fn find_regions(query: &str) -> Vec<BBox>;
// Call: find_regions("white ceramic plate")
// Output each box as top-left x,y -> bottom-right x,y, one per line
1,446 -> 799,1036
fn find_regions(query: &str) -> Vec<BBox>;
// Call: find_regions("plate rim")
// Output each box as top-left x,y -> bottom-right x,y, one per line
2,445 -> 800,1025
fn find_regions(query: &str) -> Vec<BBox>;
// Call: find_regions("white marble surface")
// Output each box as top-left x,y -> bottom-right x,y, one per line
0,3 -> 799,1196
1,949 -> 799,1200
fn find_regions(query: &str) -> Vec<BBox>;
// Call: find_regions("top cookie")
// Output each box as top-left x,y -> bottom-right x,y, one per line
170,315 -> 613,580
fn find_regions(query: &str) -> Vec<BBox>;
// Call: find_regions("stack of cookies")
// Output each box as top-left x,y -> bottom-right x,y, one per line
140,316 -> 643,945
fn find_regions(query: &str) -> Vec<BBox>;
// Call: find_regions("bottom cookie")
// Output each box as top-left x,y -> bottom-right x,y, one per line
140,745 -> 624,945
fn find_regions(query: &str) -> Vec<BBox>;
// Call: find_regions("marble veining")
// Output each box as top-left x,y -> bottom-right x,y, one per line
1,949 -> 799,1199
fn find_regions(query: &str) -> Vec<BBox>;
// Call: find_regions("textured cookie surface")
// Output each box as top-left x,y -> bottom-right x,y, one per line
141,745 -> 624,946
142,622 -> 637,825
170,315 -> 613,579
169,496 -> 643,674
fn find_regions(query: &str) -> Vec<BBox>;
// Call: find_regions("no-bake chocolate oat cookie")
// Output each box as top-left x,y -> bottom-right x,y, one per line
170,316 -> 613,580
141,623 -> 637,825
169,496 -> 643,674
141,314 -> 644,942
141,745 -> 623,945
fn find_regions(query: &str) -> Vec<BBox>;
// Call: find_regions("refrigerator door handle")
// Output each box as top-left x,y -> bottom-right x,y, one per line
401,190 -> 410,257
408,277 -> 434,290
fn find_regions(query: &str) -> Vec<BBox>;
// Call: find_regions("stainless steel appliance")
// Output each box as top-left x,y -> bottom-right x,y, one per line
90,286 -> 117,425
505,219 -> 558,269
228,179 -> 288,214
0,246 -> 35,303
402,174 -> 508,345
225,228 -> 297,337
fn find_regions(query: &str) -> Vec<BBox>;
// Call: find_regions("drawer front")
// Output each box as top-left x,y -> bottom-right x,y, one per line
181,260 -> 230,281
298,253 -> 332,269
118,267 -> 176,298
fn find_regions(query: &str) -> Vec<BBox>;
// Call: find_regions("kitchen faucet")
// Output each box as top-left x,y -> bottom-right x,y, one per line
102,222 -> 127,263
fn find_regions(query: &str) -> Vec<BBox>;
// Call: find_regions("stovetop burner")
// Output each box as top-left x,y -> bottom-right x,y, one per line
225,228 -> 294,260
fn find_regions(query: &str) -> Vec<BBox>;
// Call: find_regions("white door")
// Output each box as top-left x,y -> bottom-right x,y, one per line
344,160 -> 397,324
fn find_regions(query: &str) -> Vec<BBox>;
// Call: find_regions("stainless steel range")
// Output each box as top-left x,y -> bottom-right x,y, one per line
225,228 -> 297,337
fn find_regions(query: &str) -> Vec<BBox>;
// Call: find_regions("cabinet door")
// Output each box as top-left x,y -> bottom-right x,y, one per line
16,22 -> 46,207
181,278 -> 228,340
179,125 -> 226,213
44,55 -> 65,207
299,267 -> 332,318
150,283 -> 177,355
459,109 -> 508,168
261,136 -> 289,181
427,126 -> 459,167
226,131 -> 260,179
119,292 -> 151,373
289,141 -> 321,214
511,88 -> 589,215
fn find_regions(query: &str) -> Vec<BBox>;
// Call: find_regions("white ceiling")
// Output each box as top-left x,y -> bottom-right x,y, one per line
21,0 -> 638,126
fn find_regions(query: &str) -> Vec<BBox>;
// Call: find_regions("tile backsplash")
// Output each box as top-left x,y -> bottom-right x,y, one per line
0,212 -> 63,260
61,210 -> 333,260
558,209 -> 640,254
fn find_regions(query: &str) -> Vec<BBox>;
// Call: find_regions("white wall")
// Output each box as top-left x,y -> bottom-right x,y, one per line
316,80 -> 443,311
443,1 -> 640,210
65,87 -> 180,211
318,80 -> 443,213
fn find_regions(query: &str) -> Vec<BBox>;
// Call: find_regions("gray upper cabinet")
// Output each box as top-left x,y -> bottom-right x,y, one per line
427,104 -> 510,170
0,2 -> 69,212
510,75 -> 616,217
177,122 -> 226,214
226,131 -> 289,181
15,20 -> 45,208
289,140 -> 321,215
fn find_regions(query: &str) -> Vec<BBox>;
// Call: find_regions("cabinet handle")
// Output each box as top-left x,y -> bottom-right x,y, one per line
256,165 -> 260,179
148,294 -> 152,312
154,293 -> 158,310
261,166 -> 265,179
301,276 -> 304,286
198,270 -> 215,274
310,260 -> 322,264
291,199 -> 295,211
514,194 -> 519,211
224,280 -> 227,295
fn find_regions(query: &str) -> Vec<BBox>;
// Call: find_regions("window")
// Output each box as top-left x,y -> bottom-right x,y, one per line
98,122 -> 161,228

:: Problem requirements ::
Spot every line in the entries that includes the word "marble", and copy each one out.

:: Answer space ::
// Call: find_regions("white marble surface")
// Call: find_regions("marble veining")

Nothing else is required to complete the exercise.